Tally the lines below that contain the string "seed", matching case exactly, and reply with only that number.

>> start GIVEN ENTRIES

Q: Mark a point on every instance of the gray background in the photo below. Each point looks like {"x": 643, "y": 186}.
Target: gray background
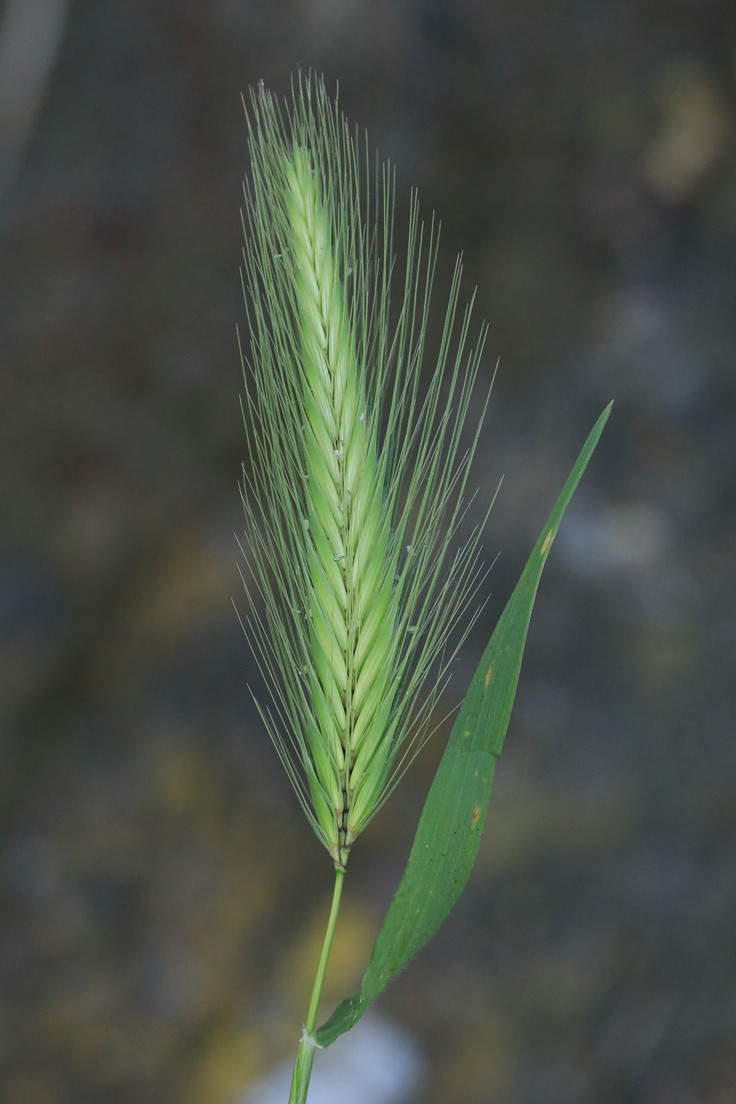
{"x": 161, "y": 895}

>> end GIVEN ENTRIES
>> start GIVEN ENTRIES

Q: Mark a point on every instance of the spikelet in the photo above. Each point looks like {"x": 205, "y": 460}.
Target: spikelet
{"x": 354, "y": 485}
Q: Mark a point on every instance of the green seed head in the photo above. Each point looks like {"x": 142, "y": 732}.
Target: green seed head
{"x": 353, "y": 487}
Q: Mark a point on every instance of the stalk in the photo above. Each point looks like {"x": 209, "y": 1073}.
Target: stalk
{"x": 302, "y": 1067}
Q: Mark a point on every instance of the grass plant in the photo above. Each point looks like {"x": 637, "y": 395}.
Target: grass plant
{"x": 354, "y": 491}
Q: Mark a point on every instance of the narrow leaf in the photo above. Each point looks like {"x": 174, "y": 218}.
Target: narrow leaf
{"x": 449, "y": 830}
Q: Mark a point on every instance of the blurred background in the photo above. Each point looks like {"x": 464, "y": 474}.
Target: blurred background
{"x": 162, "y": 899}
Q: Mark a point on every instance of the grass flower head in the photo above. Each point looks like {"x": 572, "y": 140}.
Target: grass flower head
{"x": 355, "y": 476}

>> end GIVEN ENTRIES
>> start GIVEN ENTRIES

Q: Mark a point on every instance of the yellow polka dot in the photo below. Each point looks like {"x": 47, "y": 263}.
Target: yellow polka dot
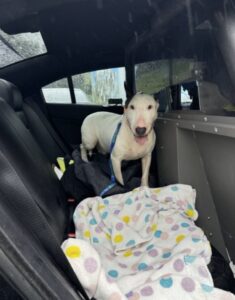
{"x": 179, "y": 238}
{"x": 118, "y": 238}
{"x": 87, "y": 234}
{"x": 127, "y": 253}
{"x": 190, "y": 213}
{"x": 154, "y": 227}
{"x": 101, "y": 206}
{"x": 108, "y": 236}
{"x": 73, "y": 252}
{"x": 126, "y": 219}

>> end GIVEN ENTRIES

=== FULL ANSWER ===
2